(PROBLEM DETAILS) In the abstract on measuring cAMP activity at relaxin family peptide receptors, what does the name CAMYEL stand for?

(DOCUMENT PASSAGE)
Real‐time examination of cAMP activity at relaxin family peptide receptors using a BRET‐based biosensor

Abstract Relaxin family peptide ( RXFP s) 1‐4 receptors modulate the activity of cyclic adenosine monophosphate ( cAMP ) to produce a range of physiological functions. RXFP 1 and RXFP 2 increase cAMP via Gα s , whereas RXFP 3 and RXFP 4 inhibit cAMP via Gα i/o . RXFP 1 also shows a delayed increase in cAMP downstream of Gα i3 . In this study we have assessed whether the bioluminescence resonance energy transfer ( BRET )‐based biosensor CAMYEL ( cAMP sensor using YFP ‐Epac‐Rluc), which allows real‐time measurement of cAMP activity in live cells, will aid in understanding ligand‐ and cell‐specific RXFP signaling. CAMYEL detected concentration‐dependent changes in cAMP activity at RXFP 1‐4 in recombinant cell lines, using a variety of ligands with potencies comparable to those seen in conventional cAMP assays. We used RXFP 2 and RXFP 3 antagonists to demonstrate that CAMYEL detects dynamic changes in cAMP by reversing cAMP activation or inhibition respectively, with real‐time addition of antagonist after agonist stimulation. To demonstrate the utility of CAMYEL to detect cAMP activation in native cells expressing low levels of RXFP receptor, we cloned CAMYEL into a lentiviral vector and transduced THP ‐1 cells, which express low levels of RXFP 1. THP ‐1 CAMYEL cells demonstrated robust cAMP activation in response to relaxin. However, the CAMYEL assay was unable to detect the Gα i3 ‐mediated phase of RXFP 1 cAMP activation in PTX ‐treated THP ‐1 cells or HEK 293A cells with knockout of Gα s . Our data demonstrate that cytoplasmically‐expressed CAMYEL efficiently detects real‐time cAMP activation by Gα s or inhibition by Gα i/o but may not detect cAMP generated in specific intracellular compartments such as that generated by Gα i3 upon RXFP1 activation.

(DATASET RECORDS)

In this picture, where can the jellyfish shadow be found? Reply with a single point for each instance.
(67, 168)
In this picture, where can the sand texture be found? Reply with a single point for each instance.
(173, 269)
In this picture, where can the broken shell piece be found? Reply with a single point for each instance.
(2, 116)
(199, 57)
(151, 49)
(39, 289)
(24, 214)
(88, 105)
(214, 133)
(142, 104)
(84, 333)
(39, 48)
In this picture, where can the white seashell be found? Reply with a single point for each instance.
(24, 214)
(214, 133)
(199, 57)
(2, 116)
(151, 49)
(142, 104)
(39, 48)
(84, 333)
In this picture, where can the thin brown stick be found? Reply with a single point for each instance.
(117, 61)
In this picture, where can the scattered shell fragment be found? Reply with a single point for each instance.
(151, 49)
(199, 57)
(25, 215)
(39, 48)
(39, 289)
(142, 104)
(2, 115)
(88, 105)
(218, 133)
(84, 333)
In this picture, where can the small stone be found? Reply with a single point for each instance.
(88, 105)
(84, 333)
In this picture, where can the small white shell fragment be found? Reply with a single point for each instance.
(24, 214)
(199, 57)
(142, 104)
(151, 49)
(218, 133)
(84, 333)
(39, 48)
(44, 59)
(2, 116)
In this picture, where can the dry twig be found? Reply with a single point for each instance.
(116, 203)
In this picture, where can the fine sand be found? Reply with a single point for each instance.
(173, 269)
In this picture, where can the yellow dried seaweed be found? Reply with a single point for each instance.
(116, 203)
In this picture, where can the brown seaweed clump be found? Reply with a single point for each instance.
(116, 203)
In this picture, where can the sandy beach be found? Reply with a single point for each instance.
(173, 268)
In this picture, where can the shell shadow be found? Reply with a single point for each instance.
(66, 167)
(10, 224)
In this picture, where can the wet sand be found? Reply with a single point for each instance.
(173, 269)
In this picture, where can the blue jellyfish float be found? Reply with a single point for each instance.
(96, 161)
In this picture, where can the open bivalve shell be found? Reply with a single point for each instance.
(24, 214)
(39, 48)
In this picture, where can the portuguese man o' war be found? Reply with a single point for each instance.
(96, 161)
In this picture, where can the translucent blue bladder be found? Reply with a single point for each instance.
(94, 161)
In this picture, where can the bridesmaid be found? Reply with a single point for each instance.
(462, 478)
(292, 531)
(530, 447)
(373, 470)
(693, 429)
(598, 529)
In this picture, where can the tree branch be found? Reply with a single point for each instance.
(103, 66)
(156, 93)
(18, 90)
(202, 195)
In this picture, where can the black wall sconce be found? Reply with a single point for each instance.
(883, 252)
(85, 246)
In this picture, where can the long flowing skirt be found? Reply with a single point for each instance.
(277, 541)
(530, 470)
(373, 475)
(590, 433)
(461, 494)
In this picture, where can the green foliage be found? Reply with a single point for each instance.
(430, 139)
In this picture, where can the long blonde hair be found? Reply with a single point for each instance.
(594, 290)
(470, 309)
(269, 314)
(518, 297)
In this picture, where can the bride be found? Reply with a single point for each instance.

(RESPONSE BELOW) cAMP sensor using YFP-Epac-Rluc